◆ RECORDS SUPPLIED
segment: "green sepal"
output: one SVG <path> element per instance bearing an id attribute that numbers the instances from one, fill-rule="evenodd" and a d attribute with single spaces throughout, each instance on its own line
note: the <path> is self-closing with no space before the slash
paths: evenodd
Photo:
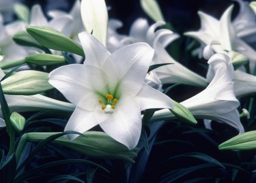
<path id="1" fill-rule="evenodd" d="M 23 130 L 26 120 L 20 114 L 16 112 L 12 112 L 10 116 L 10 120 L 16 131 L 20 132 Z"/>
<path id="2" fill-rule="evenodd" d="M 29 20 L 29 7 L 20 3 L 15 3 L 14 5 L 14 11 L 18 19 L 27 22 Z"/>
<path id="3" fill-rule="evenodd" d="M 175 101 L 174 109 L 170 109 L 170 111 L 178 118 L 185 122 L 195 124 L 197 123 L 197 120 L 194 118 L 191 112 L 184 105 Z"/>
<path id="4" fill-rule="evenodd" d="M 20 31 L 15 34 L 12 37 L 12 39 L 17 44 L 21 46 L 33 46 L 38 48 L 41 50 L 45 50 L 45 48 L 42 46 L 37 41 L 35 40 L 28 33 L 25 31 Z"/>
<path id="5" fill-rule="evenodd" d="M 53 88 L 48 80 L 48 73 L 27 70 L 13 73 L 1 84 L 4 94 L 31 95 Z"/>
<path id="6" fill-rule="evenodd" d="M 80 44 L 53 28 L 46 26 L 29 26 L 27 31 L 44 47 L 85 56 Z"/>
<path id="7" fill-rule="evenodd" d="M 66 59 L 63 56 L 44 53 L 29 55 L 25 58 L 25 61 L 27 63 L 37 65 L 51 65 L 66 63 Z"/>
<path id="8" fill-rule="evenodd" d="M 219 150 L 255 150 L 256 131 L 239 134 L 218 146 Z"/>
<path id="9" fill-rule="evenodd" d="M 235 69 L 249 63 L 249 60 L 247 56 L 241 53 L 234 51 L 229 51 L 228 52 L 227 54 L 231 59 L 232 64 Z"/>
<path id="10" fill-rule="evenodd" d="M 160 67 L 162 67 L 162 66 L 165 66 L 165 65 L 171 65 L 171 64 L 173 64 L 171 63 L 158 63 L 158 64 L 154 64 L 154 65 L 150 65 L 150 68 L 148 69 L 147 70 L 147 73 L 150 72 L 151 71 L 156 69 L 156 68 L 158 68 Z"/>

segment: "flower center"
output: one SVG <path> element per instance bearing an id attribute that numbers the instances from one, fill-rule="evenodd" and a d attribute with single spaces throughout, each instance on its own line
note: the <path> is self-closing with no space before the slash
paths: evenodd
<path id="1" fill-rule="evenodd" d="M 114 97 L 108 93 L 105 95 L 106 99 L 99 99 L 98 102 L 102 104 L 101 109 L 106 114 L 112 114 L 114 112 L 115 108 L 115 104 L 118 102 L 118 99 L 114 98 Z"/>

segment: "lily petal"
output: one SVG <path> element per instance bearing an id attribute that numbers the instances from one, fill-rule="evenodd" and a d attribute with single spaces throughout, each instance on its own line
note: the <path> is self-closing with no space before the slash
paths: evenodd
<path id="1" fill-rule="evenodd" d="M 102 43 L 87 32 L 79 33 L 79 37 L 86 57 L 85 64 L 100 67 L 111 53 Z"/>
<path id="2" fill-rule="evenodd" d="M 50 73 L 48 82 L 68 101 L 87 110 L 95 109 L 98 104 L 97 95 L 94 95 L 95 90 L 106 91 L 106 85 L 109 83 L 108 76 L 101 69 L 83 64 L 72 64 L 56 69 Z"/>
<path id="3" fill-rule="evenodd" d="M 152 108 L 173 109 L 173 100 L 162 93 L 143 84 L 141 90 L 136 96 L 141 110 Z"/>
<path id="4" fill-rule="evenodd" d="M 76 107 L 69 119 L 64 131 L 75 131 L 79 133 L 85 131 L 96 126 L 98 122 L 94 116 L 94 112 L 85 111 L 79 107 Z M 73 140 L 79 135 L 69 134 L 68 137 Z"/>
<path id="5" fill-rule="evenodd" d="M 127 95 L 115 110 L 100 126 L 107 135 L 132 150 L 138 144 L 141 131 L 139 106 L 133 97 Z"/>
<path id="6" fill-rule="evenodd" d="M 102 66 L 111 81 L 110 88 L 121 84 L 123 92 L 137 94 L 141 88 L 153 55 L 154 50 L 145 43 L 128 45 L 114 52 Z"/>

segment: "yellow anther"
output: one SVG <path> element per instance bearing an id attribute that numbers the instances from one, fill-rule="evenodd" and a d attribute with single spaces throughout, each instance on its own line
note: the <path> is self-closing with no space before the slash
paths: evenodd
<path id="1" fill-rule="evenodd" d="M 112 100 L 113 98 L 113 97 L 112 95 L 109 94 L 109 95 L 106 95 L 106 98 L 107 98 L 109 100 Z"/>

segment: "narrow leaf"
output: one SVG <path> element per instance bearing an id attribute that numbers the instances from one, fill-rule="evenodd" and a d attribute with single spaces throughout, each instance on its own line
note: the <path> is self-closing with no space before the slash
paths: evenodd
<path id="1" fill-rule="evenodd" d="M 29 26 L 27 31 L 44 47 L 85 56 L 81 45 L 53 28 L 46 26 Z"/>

◆ WHAT IS ASKED
Retype all of the items above word for word, leaving out the pictures.

◆ CORRECT RESPONSE
segment: "green sepal"
output: one SVG <path> element per instance bearing an id attribute that numbers the instances from one, fill-rule="evenodd" and a d attribute with single spaces throughout, each instance on its own line
note: the <path> is self-closing with no space before the slash
paths: evenodd
Photo:
<path id="1" fill-rule="evenodd" d="M 23 130 L 26 120 L 20 114 L 16 112 L 12 112 L 10 116 L 10 120 L 16 131 L 20 132 Z"/>
<path id="2" fill-rule="evenodd" d="M 29 20 L 29 7 L 20 3 L 15 3 L 14 5 L 14 11 L 18 19 L 27 22 Z"/>
<path id="3" fill-rule="evenodd" d="M 175 101 L 174 109 L 170 109 L 170 111 L 178 118 L 185 122 L 195 124 L 197 123 L 197 120 L 194 118 L 191 112 L 184 105 Z"/>
<path id="4" fill-rule="evenodd" d="M 20 31 L 15 34 L 12 37 L 12 39 L 17 44 L 21 46 L 33 46 L 38 48 L 41 50 L 45 50 L 45 48 L 42 46 L 37 41 L 35 40 L 28 33 L 25 31 Z"/>
<path id="5" fill-rule="evenodd" d="M 53 88 L 48 80 L 48 73 L 27 70 L 13 73 L 1 84 L 4 94 L 31 95 Z"/>
<path id="6" fill-rule="evenodd" d="M 80 44 L 53 28 L 46 26 L 29 26 L 27 31 L 44 47 L 85 56 Z"/>
<path id="7" fill-rule="evenodd" d="M 66 59 L 63 56 L 44 53 L 29 55 L 25 58 L 25 61 L 27 63 L 37 65 L 51 65 L 66 63 Z"/>
<path id="8" fill-rule="evenodd" d="M 219 150 L 255 150 L 256 131 L 239 134 L 218 146 Z"/>
<path id="9" fill-rule="evenodd" d="M 235 69 L 249 63 L 249 60 L 247 56 L 241 53 L 234 51 L 229 51 L 228 52 L 227 54 L 231 59 L 232 64 Z"/>
<path id="10" fill-rule="evenodd" d="M 160 67 L 162 67 L 162 66 L 165 66 L 165 65 L 171 65 L 171 64 L 173 64 L 171 63 L 158 63 L 158 64 L 154 64 L 154 65 L 150 65 L 150 68 L 148 69 L 147 70 L 147 73 L 150 72 L 151 71 L 156 69 L 156 68 L 158 68 Z"/>

segment: "flower center"
output: one SVG <path> element per instance bearing an id attribute that numbers the instances from one, fill-rule="evenodd" and a d attribute with single spaces throughout, each instance on its own line
note: the <path> is self-closing with no space before the slash
paths: evenodd
<path id="1" fill-rule="evenodd" d="M 114 97 L 108 93 L 105 95 L 106 99 L 99 99 L 98 102 L 102 104 L 101 109 L 106 114 L 112 114 L 114 112 L 115 108 L 115 104 L 118 102 L 118 99 L 114 98 Z"/>

segment: "lily petal"
output: one SVG <path> element per instance bearing an id attribute that numbers the instances from one, fill-rule="evenodd" and a d attribute with single spaces throughout, each instance on its own line
note: the <path> is self-closing with no space before the slash
paths: evenodd
<path id="1" fill-rule="evenodd" d="M 102 43 L 87 32 L 79 33 L 79 37 L 86 57 L 85 64 L 100 67 L 111 53 Z"/>
<path id="2" fill-rule="evenodd" d="M 50 73 L 48 82 L 68 101 L 87 110 L 95 109 L 98 104 L 97 95 L 94 95 L 95 90 L 106 91 L 106 85 L 109 83 L 108 76 L 101 69 L 83 64 L 72 64 L 56 69 Z"/>
<path id="3" fill-rule="evenodd" d="M 152 108 L 173 109 L 173 100 L 162 93 L 143 84 L 141 90 L 136 96 L 141 110 Z"/>
<path id="4" fill-rule="evenodd" d="M 76 107 L 69 119 L 64 131 L 75 131 L 79 133 L 85 131 L 96 126 L 98 122 L 94 116 L 94 112 L 85 111 L 79 107 Z M 73 140 L 79 135 L 69 134 L 68 137 Z"/>
<path id="5" fill-rule="evenodd" d="M 127 95 L 115 110 L 100 126 L 107 135 L 132 150 L 138 144 L 141 131 L 139 106 L 133 97 Z"/>
<path id="6" fill-rule="evenodd" d="M 102 66 L 111 81 L 110 88 L 121 84 L 123 92 L 137 94 L 141 88 L 153 55 L 154 50 L 145 43 L 128 45 L 114 52 Z"/>

segment: "yellow anther"
output: one SVG <path> element per instance bearing an id attribute that numbers the instances from one, fill-rule="evenodd" and a d attribute with single spaces throughout, each instance on its own line
note: the <path> is self-closing with no space before the slash
paths: evenodd
<path id="1" fill-rule="evenodd" d="M 112 100 L 113 98 L 113 97 L 112 95 L 109 94 L 109 95 L 106 95 L 106 98 L 107 98 L 109 100 Z"/>

segment: "narrow leaf"
output: one SVG <path> element per instance bearing an id attribute that numbers the instances from one, fill-rule="evenodd" and a d attribute with single spaces throughout, each instance on its own line
note: the <path> is self-closing with no space before the slash
paths: evenodd
<path id="1" fill-rule="evenodd" d="M 29 26 L 27 31 L 44 47 L 85 56 L 81 45 L 53 28 L 46 26 Z"/>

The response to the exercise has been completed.